__To do__.
[a] List every song title that the article below on Todd Rundgren's production work mentions.
[b] Reproduce the part of the Todd Rundgren article below from "To celebrate, let’s" to "and stopping arrangements.", word for word.
[c] According to the article below on Todd Rundgren's production work, who produced Badfinger's first, shelved attempt at Straight Up?

__Document passage__.

This year, Todd Rundgren was announced as part of the 2021 Class of the Rock and Roll Hall of Fame. My view of the institution is not exactly high, and I doubt an iconoclastic figure like Rundgren is too chuffed at the idea either. Still, as a titanic figure of popular music for more than four decades, his absence began to feel more and more egregious with every passing year.
The man once known solely as the singer behind ‘Hello It’s Me’ and ‘Bang the Drum All Day’ has rightfully been acknowledged as a major creative influence over a litany of musical styles and genres, including pop, rock, progressive rock, and electronica. But Rundgren’s legacy can’t just be confined to his own work. The musician’s second calling, as it turned out, was as a producer who could both expand an artist’s sonic horizons and reel in the more experimental minds of music.
His production work varies wildly from act to act, sometimes favouring stripped down live takes with a heightened focus on band chemistry, and other times providing lush arrangements and new technology for artists to explore their most eccentric of ideas. When looking at it all together, Rundgren’s career thus far looks to be one of the most prolific in all of popular music. Through his stints in the band’s Nazz and Utopia, his 26 official studio albums, and his collaborations with other musicians, Rundgren’s place has now been permanently etched among the greatest of all time.
To celebrate, let’s look at how he shaped the world of music through his production. These are ten albums that feature Rundgren behind the studio glass, helping others fully realize their visions.
Todd Rundgren’s 10 best production credits:
The Band – Stage Fright
Although his name doesn’t appear as an official producer, Rundgren’s first big break after his departure from Nazz was helping roots rock stalwarts The Band craft their impressively funky third LP Stage Fright. Taking an especial interest in the complex keyboard interplay between the savant-level musicianship of Garth Hudson and the hardened boogie-woogie of Richard Manuel, Rundgren was able to highlight the blend of old-style Americana that the Canadian group had so lovingly fostered on their first two albums and pair it with updates in newer technology and stopping arrangements.
Badfinger – Straight Up
Like a number of Rundgren’s future production projects, Straight Up was fraught with difficulties and miscommunication. Unlike those future projects, Rundgren wasn’t initially a complicit party: Badfinger were being battered around by Apple Records, having their first attempt at the album produced by Beatles engineer Geoff Emerick shelved and their second attempt, this time produced by George Harrison, stuck in limbo.
The resulting album with Rundgren is a mishmash of different captains steering a ship in opposing directions, but it helps that all those captains happen to be musical geniuses. ‘Baby Blue’, ‘Name of the Game’, and ‘Day After Day’ are stone-cold classics, while the deeper cuts roar to life with a rollicking energy that would soon become recognized as a precursor to power pop.

__Given material__.
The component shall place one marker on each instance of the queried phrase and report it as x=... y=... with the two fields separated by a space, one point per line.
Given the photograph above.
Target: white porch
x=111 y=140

__Task-by-task results__.
[a] 'Hello It's Me', 'Bang the Drum All Day', 'Baby Blue', 'Name of the Game', 'Day After Day'

[b]
To celebrate, let’s look at how he shaped the world of music through his production. These are ten albums that feature Rundgren behind the studio glass, helping others fully realize their visions.
Todd Rundgren’s 10 best production credits:
The Band – Stage Fright
Although his name doesn’t appear as an official producer, Rundgren’s first big break after his departure from Nazz was helping roots rock stalwarts The Band craft their impressively funky third LP Stage Fright. Taking an especial interest in the complex keyboard interplay between the savant-level musicianship of Garth Hudson and the hardened boogie-woogie of Richard Manuel, Rundgren was able to highlight the blend of old-style Americana that the Canadian group had so lovingly fostered on their first two albums and pair it with updates in newer technology and stopping arrangements.

[c] Beatles engineer Geoff Emerick produced it.